What this exercise asks |
1. In the article on supporting children's mental growth, how often should the family "book club" meet?
2. Pick up the article on supporting children's mental growth after its final sentence and continue writing it.

Supplied text |

Children grow every day – physically, emotionally and mentally. It’s easy to see their physical growth and we support that by making sure they get proper sleep, nutrition and exercise. Emotionally, we watch them go through various stages and teach them social norms and how to process feelings along with coping and stress reduction techniques. So how do we support and improve our child’s mental growth?


School is part of this process.

The school system is designed to impart knowledge, but how can we make sure our children can process all the information provided? Cognitive development involves how children process information to help them understand the world around them. Cognitive development includes the processes of evaluation, analysis, memory, comparison making, problem-solving and understanding complex concepts like cause and effect.

As parents and nannies, we do things every day to support the child in our care. We have conversations with the children and can use these opportunities to help them develop skills in the cognitive development processes.


Here are five ways to help your child grow.


  1. Children should be encouraged to ask questions when they don’t understand something. This is not the constant ‘why’ that is said to annoy, but serious questions that help them understand their world. Young children can come up with questions that range from simple to unanswerable. Why is it raining? What happens when the earth explodes? The topics are unlimited, but the parents and caregivers should encourage questions, get an understanding of what drove the question (a school assignment or something seen in a video) and answer the question as truthfully and completely as possible. Older children may come up with questions that stump you. Admit that you are not all-knowing and research the topic with the child to find a satisfactory answer. Always let children know that what interests them is important.


  1. Every parent and caregiver knows that reading to young children is vital to their mental development. If a child is just learning to read, pick books at or slightly above their reading level and read them together. The important thing to remember is to ask the child questions about the story. Let them retell you the story in their own words. Encourage them to ask questions if there are words or concepts they don’t understand. If children are already reading on their own, pick a book for the entire family to read. Have a weekly ‘book club’ meeting where you discuss the plot and characters and what each family liked or disliked about the book.

Data section |
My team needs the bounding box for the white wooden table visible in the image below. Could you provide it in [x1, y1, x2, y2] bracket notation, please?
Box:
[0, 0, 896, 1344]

Outputs in order |
1. Weekly.

2.
  1. Imaginative Activities. Imagination allows the child to think of different ways to handle situations and solve problems. As an adult, we are told to ‘think outside the box’, but without imagination, this is impossible. Younger children may enjoy making up and acting out stories or pretending to be an animal or fictional character. Listen attentively and ask questions that make them think more about their ideas. Older children may want to create a short story or paint an interpretive picture. Don’t force your ideas on the child – let them find their own way.


  1. Problem Solving. We encounter problems daily – some minor, some major. Children should be encouraged to solve age-appropriate problems so that they can better function in adulthood. There are a variety of techniques for teaching problem-solving. One simple method is to (1) identify the problem, (2) brainstorm potential solutions, (3) determine the best solution and (4) implement. This method can be used by children of all ages. Younger children may, of course, need more help than older children.


  1. New Experiences. It’s easy to fall into a rut with family activities but it’s important to expose your children to new experiences. Visit local museums, historical landmarks or unique local businesses. When traveling, seek hands-on experiences for younger children. Older children can review or even do some of the research and focus on experiences that interest them. Encourage children to take along pen and paper or a camera to record the experience. Discuss the experience at family dinner and carefully listen to understand everyone’s impression of the activity.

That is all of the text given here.